# [Stored records]
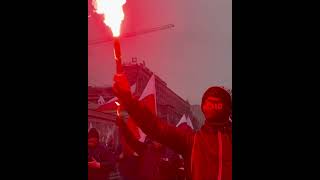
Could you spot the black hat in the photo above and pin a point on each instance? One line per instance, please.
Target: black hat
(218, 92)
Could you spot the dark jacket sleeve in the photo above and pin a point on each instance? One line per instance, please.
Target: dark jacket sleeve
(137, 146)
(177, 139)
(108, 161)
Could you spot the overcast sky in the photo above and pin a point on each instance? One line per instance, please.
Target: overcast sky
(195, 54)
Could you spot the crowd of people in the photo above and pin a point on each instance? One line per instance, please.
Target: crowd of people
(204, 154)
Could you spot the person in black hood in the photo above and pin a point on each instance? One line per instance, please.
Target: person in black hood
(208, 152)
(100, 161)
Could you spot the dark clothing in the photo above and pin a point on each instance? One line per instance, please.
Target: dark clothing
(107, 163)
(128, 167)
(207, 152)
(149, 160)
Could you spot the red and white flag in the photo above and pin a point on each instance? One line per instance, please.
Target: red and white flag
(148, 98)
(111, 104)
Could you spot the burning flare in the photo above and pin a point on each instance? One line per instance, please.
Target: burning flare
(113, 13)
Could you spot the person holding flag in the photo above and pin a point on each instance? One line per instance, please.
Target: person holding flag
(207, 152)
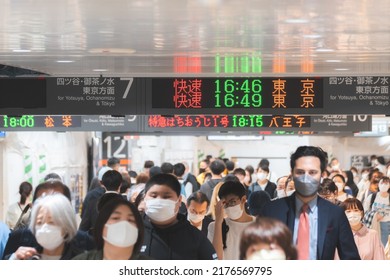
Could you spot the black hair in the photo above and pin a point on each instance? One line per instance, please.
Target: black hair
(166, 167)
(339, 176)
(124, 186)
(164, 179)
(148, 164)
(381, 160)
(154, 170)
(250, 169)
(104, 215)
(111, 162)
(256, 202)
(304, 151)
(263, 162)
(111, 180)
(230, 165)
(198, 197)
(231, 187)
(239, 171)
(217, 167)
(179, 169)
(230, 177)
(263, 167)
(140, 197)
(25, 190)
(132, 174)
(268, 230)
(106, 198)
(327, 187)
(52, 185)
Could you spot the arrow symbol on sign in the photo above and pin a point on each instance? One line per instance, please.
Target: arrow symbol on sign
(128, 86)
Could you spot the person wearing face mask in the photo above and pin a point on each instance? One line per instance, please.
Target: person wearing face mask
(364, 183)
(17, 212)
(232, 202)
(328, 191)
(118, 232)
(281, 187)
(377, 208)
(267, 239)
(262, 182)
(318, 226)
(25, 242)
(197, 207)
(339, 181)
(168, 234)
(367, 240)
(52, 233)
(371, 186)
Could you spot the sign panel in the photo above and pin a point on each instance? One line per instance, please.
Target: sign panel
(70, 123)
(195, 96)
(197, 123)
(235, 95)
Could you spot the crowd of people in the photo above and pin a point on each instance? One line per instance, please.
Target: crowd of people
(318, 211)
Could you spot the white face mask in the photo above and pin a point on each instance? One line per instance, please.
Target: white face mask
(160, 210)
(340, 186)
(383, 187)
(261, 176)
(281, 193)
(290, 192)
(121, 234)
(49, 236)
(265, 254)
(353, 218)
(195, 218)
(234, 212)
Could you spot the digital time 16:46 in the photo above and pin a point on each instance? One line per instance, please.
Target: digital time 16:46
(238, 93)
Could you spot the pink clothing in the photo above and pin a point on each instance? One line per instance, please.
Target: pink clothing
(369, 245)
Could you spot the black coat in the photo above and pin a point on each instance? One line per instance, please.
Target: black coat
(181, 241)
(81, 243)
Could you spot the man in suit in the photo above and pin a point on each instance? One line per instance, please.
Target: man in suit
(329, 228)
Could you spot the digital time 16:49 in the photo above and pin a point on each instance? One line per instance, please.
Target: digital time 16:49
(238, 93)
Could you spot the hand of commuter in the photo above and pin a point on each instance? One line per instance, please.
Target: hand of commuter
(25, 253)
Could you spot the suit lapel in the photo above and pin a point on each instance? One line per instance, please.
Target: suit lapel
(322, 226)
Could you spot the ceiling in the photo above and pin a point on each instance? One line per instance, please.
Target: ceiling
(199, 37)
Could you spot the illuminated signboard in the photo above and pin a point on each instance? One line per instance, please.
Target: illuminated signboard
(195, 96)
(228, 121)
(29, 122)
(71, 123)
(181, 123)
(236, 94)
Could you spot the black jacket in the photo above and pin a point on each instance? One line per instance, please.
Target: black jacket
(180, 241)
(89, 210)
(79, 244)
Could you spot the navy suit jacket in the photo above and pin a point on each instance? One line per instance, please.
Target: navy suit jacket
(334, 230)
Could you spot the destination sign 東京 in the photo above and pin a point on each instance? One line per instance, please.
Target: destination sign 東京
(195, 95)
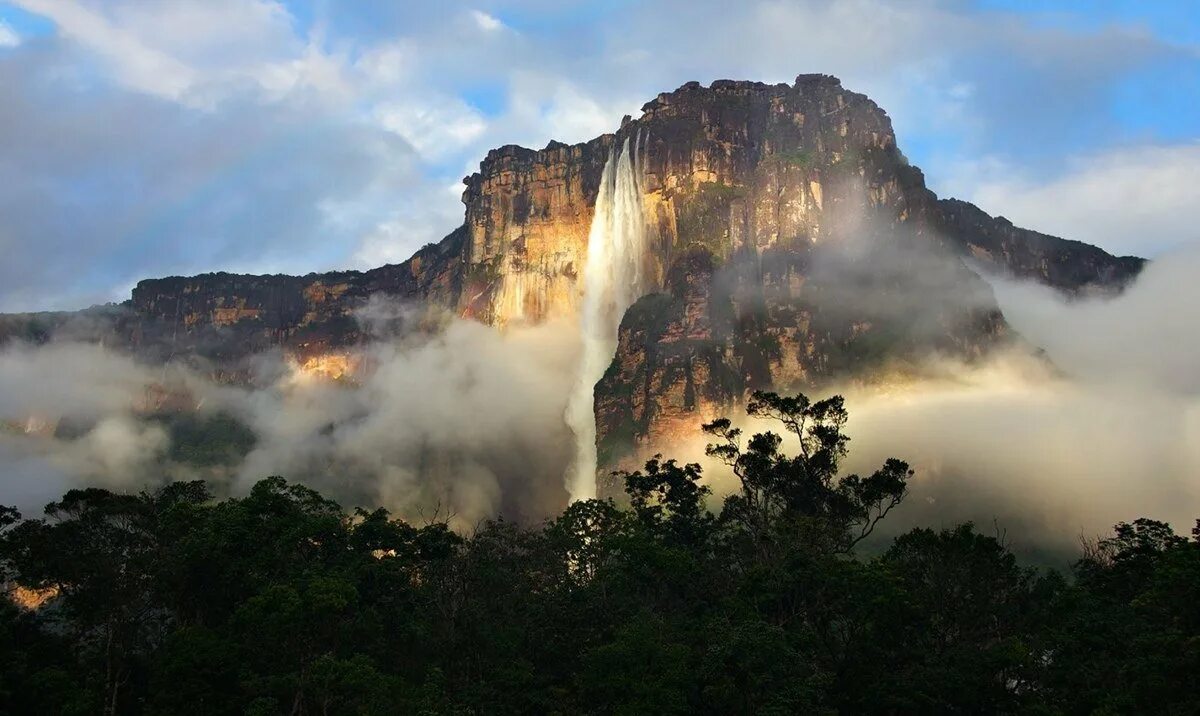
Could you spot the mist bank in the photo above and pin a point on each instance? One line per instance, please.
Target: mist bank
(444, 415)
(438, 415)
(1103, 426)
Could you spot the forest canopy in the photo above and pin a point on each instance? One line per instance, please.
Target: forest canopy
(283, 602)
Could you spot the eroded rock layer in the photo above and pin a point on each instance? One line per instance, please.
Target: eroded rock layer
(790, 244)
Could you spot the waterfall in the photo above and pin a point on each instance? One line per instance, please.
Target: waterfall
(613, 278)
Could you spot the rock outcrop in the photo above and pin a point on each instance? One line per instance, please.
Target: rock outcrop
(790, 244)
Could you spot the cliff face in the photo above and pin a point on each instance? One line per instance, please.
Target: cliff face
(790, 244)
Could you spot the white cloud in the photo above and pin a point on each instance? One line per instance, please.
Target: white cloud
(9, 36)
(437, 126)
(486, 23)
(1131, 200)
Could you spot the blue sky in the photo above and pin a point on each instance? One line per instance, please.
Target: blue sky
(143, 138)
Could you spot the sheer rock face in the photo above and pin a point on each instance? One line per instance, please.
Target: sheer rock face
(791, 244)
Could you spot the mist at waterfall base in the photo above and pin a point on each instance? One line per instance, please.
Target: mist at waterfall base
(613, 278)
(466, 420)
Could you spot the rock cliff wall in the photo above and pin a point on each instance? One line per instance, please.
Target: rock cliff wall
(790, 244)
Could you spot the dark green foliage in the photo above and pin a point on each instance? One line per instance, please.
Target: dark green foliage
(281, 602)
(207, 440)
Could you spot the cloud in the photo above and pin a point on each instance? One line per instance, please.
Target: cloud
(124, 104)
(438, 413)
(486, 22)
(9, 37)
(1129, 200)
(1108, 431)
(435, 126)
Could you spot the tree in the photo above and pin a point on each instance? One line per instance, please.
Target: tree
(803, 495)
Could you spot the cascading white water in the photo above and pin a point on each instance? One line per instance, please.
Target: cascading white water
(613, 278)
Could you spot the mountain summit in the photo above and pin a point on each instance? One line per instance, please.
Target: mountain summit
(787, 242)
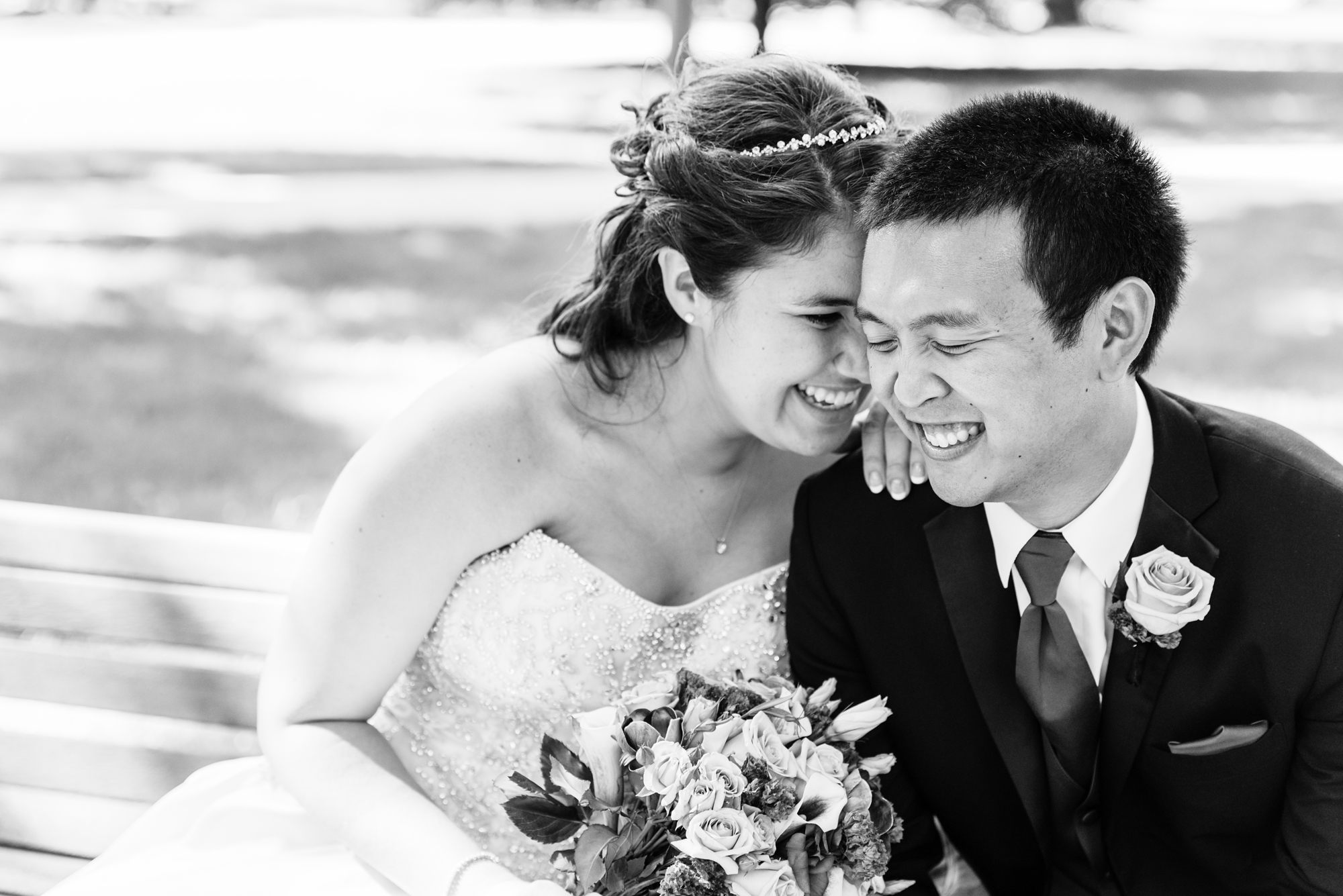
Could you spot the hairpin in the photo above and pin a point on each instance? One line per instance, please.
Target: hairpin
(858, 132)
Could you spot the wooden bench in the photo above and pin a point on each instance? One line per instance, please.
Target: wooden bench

# [Directions]
Excluding the pictures, restate the records above word for word.

# [Written response]
Could you spot the black hat in the photo above and pin a point on each instance? One line per instance, please.
Target: black hat
(218, 92)
Could you spot the dark jacket sleeve in the photo above and pin a point on each instance? One line per instance, please.
Target: dark jacket sleeve
(137, 146)
(177, 139)
(108, 161)
Could you spot the overcast sky in the photo above and pin a point on each instance? One line per instance, please.
Target: overcast sky
(195, 54)
Could you spot the crowd of people in the photo above and pin a point on each instance? One line per instance, please.
Target: crowd of people
(204, 154)
Could you spot the person in black hood in the photo above and pin a point on each instance? One line per instance, please.
Target: person in black hood
(208, 152)
(100, 161)
Could you spot the dark clothing in the photo above and pin a point on each instance? One line per instance, please.
Target: dark clothing
(107, 163)
(128, 167)
(207, 152)
(149, 160)
Could you spot the red and white flag in the photo above and pin a point on each instance? One line per instance, please.
Target: red and white flag
(148, 98)
(111, 104)
Could you spot the burning flare in the photo above and pin a point on each instance? One line per instance, please.
Target: burning flare
(113, 13)
Could you spot the person holding flag in the photo above and pin a point on each instance? One line per instance, please.
Target: person holding flag
(207, 152)
Could you spot the black hair in the photo above and pin a point on each instance? One line per instance, please.
Target: black hair
(166, 167)
(339, 176)
(124, 186)
(164, 179)
(148, 164)
(381, 160)
(154, 170)
(250, 169)
(104, 215)
(111, 162)
(256, 202)
(304, 151)
(263, 162)
(111, 180)
(230, 165)
(198, 197)
(231, 187)
(239, 171)
(217, 167)
(179, 169)
(230, 177)
(263, 167)
(140, 197)
(25, 190)
(132, 174)
(268, 230)
(106, 198)
(327, 187)
(52, 185)
Could you spot the arrow symbol on sign in the photo above and pin a point on each instance? One line per instance, please.
Target: arrow symbol on sign
(128, 86)
Could you spot the person wearing face mask in the photo above and pin a point on each instance? One line per instance, please.
Target: person wearing face mask
(364, 183)
(17, 212)
(232, 202)
(328, 191)
(118, 232)
(281, 187)
(377, 208)
(267, 239)
(262, 182)
(318, 226)
(25, 242)
(197, 207)
(339, 181)
(168, 234)
(367, 240)
(52, 233)
(371, 186)
Could you spot the sign panel in the photo above and pin a point on each instance? One line per instance, please.
Target: sign panel
(70, 123)
(195, 96)
(197, 123)
(235, 95)
Could you spot the crowd of people in the photo above and pin a point on each instance? One line per instance, please.
Target: crowd of people
(318, 211)
Could you spot the white face mask in the photo above and pin a point on each instance? One line per instance, please.
Target: white face mask
(160, 210)
(340, 186)
(383, 187)
(261, 176)
(281, 193)
(290, 192)
(121, 234)
(49, 236)
(265, 254)
(353, 218)
(195, 218)
(234, 212)
Could you spot the digital time 16:46 in the photo above and pin a point on each instance? One line per instance, please.
Target: digital time 16:46
(238, 93)
Could you spot the pink clothing in the photo above and pin a point on each instance? One line per instance, please.
Target: pink clothing
(369, 245)
Could you spot the black coat in the photo above and pin a point on each instance? One line per instance, please.
Target: black coat
(181, 241)
(81, 243)
Could you spot the man in suit in the photo above and pin a point on each instance? One line per instance, please.
Target: man in suit
(329, 228)
Could you spot the digital time 16:49 in the photo above and pin a point on each instance? One line per instance, please.
Target: digital time 16:49
(238, 93)
Could you spot the hand of commuter in the photo above and pin a point on each instance? One line per instance, please.
Target: hand of commuter
(25, 253)
Could you spot the suit lapel in the photo above and pin a point on each instance? One line per instance, please.
Target: suit lapel
(322, 226)
Could you spot the ceiling in the photo above and pin a point on each instance? One line per instance, please.
Target: ceiling
(199, 37)
Could you spot the illuminated signboard in the photo above and pin a point on each instance? One line per instance, please.
Target: illuminated signboard
(195, 96)
(228, 121)
(29, 122)
(71, 123)
(181, 123)
(236, 94)
Could you spot the black jacket in the photo above and pin a point on each instance? One line per instance, please.
Target: black jacket
(180, 241)
(89, 210)
(79, 244)
Could you spot the navy suit jacket in the photo above and pin a point on each instance? One line per instance, please.
Target: navy suit jacket
(334, 230)
Could you spot the destination sign 東京 in the photo above and pin a point on each instance? One line per instance, please.
Target: destination sign 東京
(195, 95)
Could you spot the mist bank in the photo above and pin a point on each instance? One line per instance, please.
Target: mist bank
(444, 415)
(438, 415)
(1103, 426)
Could you spot the forest canopy in the photo above and pin a point on each instance? One line per instance, please.
Target: forest canopy
(283, 602)
Could you spot the eroded rock layer in the photo above and pin a point on each instance? One line per instance, please.
Target: eroded rock layer
(790, 244)
Could you spot the waterfall in the photo above and pin a point on each instance? One line per instance, please.
Target: waterfall
(613, 278)
Could you spot the rock outcrop in the photo above and pin a point on each instance? One line per instance, please.
Target: rock outcrop
(790, 244)
Could you spot the cliff face in the photo above and pin a point on each instance? One line per instance, please.
Target: cliff face
(790, 244)
Could you spot the white cloud in the photo above and pin a point on each instance? One line per instance, please.
Target: white cloud
(9, 36)
(437, 126)
(486, 23)
(1131, 200)
Could you spot the blue sky in the photo above and pin a point on each instance? One line per instance, please.
Target: blue sky
(143, 138)
Could you spot the sheer rock face in the photo above and pin a point on each instance? One line per instance, please.
Target: sheer rock face
(791, 244)
Could you spot the mist at waterfall base in the photo above and pin a point on each instance? One line per instance, please.
Target: mist at waterfall base
(613, 278)
(466, 420)
Could you spot the rock cliff wall in the photo above and pin a point on each instance? One line per instance, please.
Target: rock cliff wall
(790, 244)
Could you spot the dark green foliage in the photo above and pin a point on each instance? One line per instance, please.
Target: dark green foliage
(281, 602)
(207, 440)
Could you spot the cloud in the photo above and pin a point on each instance? One line per instance, please.
Target: cloud
(124, 104)
(438, 413)
(486, 22)
(9, 37)
(1129, 200)
(1108, 431)
(435, 126)
Could you spot the tree in the photo above and pin a point on each instance? One line per instance, please.
Target: tree
(803, 495)
Could you spot the cascading white water in the photo above and pin a point on each instance? One line per instance, please.
Target: cascading white water
(613, 278)
Could you spot the mountain summit in the photo above and pin a point on each instance? One line per instance, please.
Target: mountain summit
(787, 242)
Could you spot the hairpin in the photo above and pin a point on each instance? One line per instance, please.
Target: hairpin
(858, 132)
Could you spot the wooden bench in the photo above and pin a point on each instance? One line per instance, please.
Target: wooden bench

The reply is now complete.